*STATED TASK*
Write out the material from the line with "of the bird's" up to and including the line with "Target: bird's leg", swapping "keypoint" for "marker" and leaving everything else unchanged. Omit the pictures from your answer.

*EXERCISE INPUT*

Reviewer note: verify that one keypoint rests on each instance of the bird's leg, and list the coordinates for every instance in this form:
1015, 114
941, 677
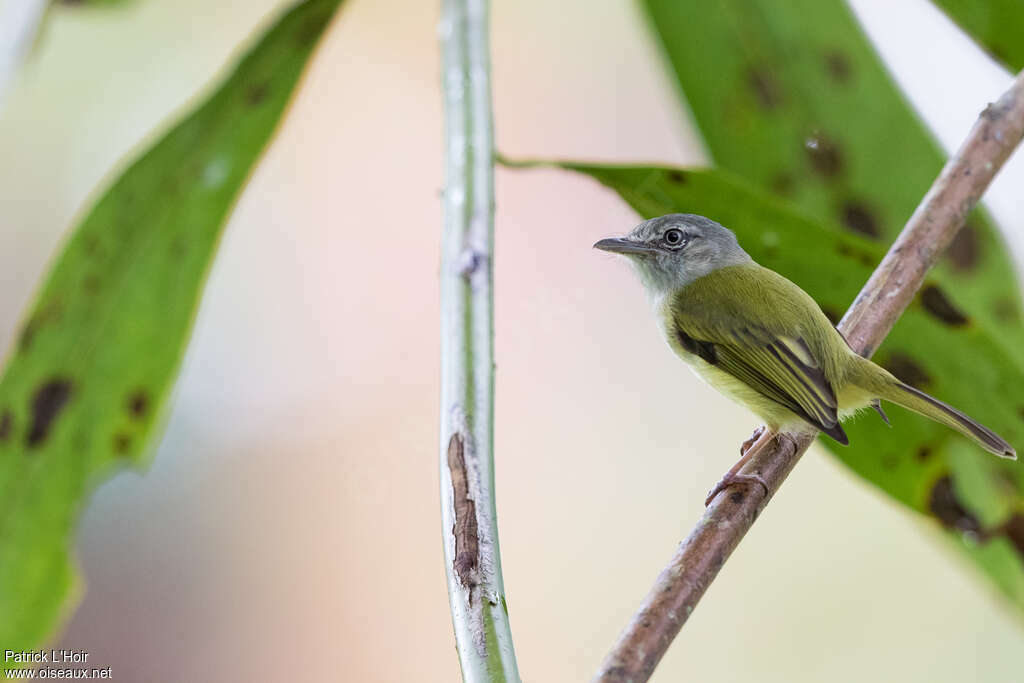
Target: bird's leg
---
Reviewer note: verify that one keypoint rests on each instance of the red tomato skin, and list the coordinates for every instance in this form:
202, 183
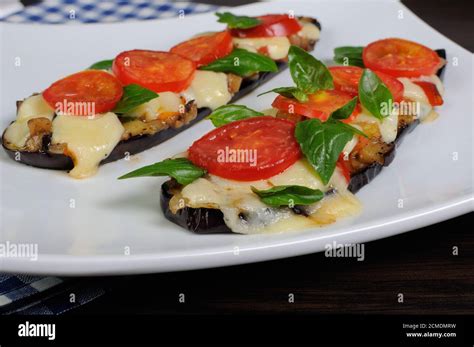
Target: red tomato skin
==
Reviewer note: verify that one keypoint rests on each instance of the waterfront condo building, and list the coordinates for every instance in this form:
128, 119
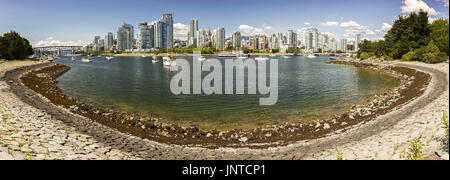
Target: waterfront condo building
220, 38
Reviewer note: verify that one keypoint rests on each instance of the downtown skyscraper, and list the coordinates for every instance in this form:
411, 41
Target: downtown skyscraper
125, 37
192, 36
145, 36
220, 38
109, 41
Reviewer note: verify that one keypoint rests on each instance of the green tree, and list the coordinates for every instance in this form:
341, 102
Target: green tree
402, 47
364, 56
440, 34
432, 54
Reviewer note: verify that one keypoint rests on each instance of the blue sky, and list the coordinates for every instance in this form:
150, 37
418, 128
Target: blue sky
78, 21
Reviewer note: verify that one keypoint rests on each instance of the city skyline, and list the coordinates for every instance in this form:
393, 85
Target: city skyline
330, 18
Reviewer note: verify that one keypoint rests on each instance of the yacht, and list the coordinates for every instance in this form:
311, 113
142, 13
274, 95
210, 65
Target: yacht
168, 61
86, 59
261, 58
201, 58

*ANSWER TO THE TASK*
Reviewer note: verify that one marker rests on each instance of the bird's leg, and list the coordinates for every instance in this form:
1015, 114
941, 677
Target: bird's leg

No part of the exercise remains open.